▸ Set task A
In the passage about the tax code, how many pages does the tax code look like at first glance?
▸ Set task B
Carry on the passage about the tax code, picking up after its final sentence.

▸ Provided passage
Schedule a meeting online
Book sessionLeBron James Scoffs at These Taxes
If you were coaching your kid's basketball team, you wouldn't win many games if you told them to aim for the backboard. Your opponents might love you, but there would be at least one dad in the stands screaming at you the entire time. So why have some tax collectors given up aiming for the hoop and settled for rebounds?
At first glance, the tax code looks like 70,000+ pages of incomprehensible gobbledygook. (Sometimes you really can judge a book by its cover.) But scratch the surface hard enough and you'll find a semblance of order. Add up total income from various sources. Subtract adjustments to gross income and standard or itemized deductions. Calculate the tax based on the remaining net income. Finally, subtract any available credits for doing things Washington is willing to subsidize, like having kids, sending them to college, or driving your kids to college in an electric car.
Easy peasy, right? (Yeah, sure.) In practice, of course, it's a lot harder, and leads to complications like "partnership capital account revaluations," "tentative alternative minimum taxable income," and "auditors crawling up your you-know-what for a week and asking for every Staples receipt from the last three years."

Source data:
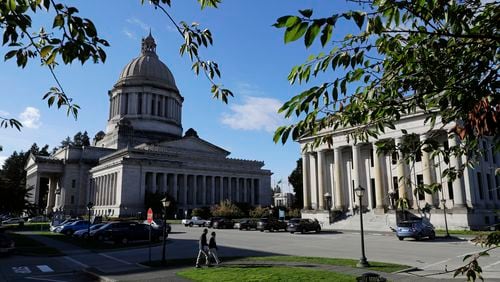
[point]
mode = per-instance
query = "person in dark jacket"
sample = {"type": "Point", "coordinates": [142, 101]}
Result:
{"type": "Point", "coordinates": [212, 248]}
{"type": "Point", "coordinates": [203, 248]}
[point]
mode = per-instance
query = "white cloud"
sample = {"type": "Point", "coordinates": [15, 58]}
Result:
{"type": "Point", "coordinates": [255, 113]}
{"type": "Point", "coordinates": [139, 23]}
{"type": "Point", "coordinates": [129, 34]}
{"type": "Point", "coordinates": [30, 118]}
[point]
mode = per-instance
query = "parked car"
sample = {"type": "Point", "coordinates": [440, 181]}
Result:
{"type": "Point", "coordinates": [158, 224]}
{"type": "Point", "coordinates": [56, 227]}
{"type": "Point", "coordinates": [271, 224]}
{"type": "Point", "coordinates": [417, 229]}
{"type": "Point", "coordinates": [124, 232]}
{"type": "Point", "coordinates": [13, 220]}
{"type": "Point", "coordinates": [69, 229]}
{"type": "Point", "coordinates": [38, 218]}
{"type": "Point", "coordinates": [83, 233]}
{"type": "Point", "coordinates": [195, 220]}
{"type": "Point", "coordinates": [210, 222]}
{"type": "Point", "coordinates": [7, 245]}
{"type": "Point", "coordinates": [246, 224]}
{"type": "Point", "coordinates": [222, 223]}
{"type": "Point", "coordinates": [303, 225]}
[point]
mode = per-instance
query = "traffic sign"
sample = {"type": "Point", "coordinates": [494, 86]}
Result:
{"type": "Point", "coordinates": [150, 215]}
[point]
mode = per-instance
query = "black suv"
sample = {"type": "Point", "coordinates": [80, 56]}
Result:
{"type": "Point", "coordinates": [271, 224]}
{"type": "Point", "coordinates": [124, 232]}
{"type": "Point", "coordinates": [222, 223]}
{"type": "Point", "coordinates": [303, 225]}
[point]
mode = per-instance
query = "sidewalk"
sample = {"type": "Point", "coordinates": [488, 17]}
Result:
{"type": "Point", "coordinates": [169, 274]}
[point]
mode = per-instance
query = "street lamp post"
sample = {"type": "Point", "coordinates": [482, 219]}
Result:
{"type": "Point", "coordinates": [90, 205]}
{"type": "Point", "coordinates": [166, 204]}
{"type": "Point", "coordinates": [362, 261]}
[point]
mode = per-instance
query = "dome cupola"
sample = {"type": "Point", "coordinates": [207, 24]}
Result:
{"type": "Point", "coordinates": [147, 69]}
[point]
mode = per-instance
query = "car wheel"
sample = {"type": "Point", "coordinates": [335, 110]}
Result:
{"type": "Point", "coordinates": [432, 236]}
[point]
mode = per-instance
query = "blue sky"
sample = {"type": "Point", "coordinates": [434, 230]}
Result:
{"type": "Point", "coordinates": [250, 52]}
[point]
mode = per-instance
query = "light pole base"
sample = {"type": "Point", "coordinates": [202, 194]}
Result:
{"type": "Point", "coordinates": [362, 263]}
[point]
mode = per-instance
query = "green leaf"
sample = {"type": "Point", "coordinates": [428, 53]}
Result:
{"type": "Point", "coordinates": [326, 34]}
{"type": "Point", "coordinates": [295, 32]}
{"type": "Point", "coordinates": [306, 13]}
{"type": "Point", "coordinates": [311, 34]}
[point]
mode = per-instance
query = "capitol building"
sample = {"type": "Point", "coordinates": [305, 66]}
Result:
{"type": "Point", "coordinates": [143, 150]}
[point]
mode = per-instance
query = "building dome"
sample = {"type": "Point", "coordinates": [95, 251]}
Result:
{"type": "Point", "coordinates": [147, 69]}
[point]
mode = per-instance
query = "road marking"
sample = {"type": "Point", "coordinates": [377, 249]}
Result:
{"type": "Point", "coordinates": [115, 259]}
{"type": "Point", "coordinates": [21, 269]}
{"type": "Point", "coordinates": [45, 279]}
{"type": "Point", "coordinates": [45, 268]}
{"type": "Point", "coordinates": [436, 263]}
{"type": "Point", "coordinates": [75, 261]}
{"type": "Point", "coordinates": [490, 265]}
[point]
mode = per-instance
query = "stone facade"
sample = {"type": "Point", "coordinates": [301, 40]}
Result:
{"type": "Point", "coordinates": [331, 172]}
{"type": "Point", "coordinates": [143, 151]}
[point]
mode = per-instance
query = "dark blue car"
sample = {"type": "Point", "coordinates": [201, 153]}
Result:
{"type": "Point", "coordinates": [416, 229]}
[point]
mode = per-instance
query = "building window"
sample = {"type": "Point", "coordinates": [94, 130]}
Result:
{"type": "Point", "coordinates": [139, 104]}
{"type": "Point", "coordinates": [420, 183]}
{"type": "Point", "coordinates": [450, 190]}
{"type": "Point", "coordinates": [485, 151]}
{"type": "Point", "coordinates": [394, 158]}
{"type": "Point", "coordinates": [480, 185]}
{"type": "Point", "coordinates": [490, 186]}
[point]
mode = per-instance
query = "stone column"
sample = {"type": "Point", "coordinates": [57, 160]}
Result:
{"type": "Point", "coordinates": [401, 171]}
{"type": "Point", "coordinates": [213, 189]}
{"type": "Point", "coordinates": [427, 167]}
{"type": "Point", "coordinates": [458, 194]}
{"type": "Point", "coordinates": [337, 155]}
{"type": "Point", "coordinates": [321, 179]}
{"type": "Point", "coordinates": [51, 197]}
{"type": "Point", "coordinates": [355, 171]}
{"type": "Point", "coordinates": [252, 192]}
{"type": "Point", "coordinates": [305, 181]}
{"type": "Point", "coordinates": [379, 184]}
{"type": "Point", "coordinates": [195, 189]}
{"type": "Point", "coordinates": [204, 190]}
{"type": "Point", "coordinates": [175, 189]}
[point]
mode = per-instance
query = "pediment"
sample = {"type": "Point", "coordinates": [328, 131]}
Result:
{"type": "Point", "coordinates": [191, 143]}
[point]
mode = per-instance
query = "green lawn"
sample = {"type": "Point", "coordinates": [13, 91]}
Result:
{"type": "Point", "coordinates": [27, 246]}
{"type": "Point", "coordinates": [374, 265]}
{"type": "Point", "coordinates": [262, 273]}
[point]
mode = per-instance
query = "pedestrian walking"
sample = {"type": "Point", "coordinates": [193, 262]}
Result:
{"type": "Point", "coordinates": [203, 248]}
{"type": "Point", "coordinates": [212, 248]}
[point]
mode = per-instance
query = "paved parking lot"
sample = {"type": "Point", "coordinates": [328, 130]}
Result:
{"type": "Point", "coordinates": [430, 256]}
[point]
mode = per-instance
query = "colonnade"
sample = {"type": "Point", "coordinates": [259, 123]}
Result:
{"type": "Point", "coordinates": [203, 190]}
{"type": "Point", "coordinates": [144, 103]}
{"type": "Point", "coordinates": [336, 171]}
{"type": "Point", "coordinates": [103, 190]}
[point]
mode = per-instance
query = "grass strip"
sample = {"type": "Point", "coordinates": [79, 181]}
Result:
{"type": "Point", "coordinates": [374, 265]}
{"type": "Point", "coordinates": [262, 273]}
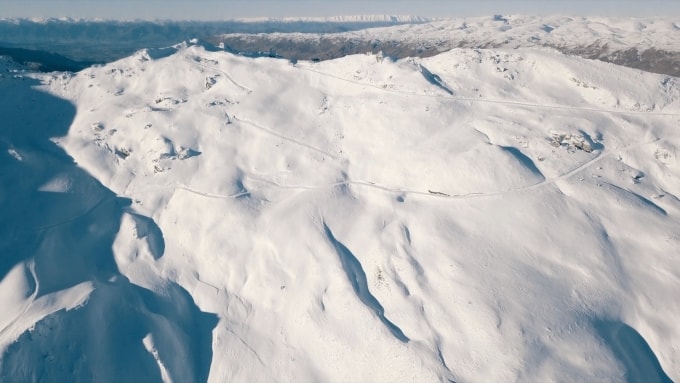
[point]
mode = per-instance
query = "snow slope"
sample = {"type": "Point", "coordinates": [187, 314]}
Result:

▸ Task output A
More than 70,000 pages.

▸ Task output B
The lane to the net can be even twistier on the corporate side. Multinational corporations have crafted strategies like the "double Irish with a Dutch sandwich" (yes, that's really a thing) to shift income from high-tax countries like the U.S. (35%), to low-tax countries like Ireland (12.5%). Clever lawyers save their clients millions of dollars with these sorts of gyrations, which explains why they wear antique Swiss watches and drive pricey German sports cars.
But what if we didn't have to jump through all those hoops? What if we could just bounce the ball off the backboard and call it good? It turns out that some governments are finding ways to do just that.
In London, Treasury chief Phillip Hammond is proposing a "digital services tax" of 2% of gross revenue on U.S. companies like Google, Amazon, and Facebook. The new levy would raise £400 million per year, regardless of where those companies ultimately send their net to be taxed. The European Union and Spain have proposed similar taxes of 3%, and several more countries are eyeing that bandwagon. Those small percentages may not sound like much. But applying them over a broader base can quickly mean enormous revenue for those countries.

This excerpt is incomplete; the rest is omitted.